Aim of the exercise |
Provide an exact reproduction of every entry.
○ ○ ○ ○ ○ ○ ○
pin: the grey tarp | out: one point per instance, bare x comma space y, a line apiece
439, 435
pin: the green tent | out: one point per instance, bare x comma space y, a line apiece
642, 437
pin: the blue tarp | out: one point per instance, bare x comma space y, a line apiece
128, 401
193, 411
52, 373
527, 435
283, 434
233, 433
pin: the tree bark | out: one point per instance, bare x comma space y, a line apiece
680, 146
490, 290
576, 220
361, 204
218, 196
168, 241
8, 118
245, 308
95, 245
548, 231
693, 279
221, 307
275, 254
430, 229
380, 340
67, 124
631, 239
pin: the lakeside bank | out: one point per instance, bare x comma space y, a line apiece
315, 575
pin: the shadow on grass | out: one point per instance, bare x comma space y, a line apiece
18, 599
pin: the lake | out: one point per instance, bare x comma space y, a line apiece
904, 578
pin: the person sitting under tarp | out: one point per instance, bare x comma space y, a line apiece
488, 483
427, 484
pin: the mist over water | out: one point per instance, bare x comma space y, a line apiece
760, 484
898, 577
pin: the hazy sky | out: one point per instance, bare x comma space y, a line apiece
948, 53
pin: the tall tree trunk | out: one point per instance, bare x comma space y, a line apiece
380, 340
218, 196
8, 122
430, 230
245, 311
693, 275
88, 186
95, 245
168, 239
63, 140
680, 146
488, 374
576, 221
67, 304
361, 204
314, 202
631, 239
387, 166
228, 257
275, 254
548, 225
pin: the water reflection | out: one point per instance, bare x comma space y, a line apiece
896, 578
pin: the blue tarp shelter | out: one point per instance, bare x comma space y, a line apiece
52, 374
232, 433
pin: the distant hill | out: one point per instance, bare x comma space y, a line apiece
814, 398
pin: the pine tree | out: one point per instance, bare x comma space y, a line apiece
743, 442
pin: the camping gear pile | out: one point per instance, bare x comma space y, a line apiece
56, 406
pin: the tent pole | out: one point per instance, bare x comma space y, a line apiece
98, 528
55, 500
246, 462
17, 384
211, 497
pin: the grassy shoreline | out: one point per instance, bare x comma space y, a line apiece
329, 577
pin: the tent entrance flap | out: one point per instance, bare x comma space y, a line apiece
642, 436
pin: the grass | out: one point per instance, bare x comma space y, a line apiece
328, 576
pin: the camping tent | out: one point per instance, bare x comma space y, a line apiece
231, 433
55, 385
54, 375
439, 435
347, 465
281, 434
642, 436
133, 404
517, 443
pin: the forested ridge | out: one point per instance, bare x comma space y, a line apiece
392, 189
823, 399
○ ○ ○ ○ ○ ○ ○
Result of this task |
pin: the grey tarp | out: one point per instance, bare x comma space y, a line apiece
439, 435
pin: the green tent | out: one point per instance, bare x comma space y, a line apiece
642, 437
pin: the blue tarp | out: one point per instance, bare x comma space y, a line apiece
128, 401
193, 411
52, 373
527, 435
283, 434
233, 433
pin: the tree bark | out: one point per instance, bare x comma space y, a line apiece
680, 146
490, 290
576, 220
361, 204
218, 196
168, 241
8, 118
245, 308
95, 245
548, 231
693, 279
221, 307
275, 254
430, 229
380, 340
67, 124
631, 239
pin: the lakeside bank | out: one point per instance, bare x comma space y, a line apiece
315, 575
pin: the shadow on grass | out: one point per instance, bare x comma space y, a line apiece
18, 599
pin: the lake | out: one point per instance, bare x comma space y, a line apiece
904, 578
pin: the person sitting under tarp | out: one point per instance, bare x comma space y, a line apiece
488, 483
427, 484
pin: the mist over water | out: one point per instance, bare x comma space y, a line apiece
760, 484
898, 577
pin: the hazy sky | out: one point per instance, bare x comma space y, a line apiece
948, 53
pin: the tall tree trunk | out: one point per instance, bare x comma space y, a line apiece
380, 340
218, 196
8, 122
430, 230
245, 311
693, 275
88, 186
95, 245
168, 239
63, 140
680, 146
488, 374
576, 221
67, 304
361, 204
314, 202
631, 239
387, 166
228, 257
275, 254
548, 225
pin: the water reflection | out: one point per instance, bare x comma space y, a line apiece
896, 578
pin: the blue tarp shelter | out: one point per instance, bare x comma space y, a line apiece
52, 374
232, 433
pin: the distant hill | out: one point per instance, bare x comma space y, a line apiece
814, 398
pin: the pine tree | out: one point per instance, bare x comma space y, a line apiece
743, 442
pin: the camping gear pile | out: one point per instance, bare x comma space y, a line apiece
56, 406
pin: the tent pole | out: one point per instance, bare x comma space y, a line apiece
98, 528
55, 500
246, 462
17, 384
211, 497
pin: the grassy shoreline | out: one point per instance, bare x comma space y, a line apiece
329, 577
pin: the tent entrance flap | out: one point per instance, bare x comma space y, a line apiece
642, 436
pin: the grass | out: one point per instance, bare x comma space y, a line apiece
328, 576
pin: the camping tent | out: one point per instance, bare x comma space y, a line apiece
231, 433
55, 385
54, 375
439, 435
347, 465
281, 434
642, 436
133, 404
517, 443
pin: the forested ridge | out: one point per instance, bare x comma space y, a line apiece
392, 189
823, 399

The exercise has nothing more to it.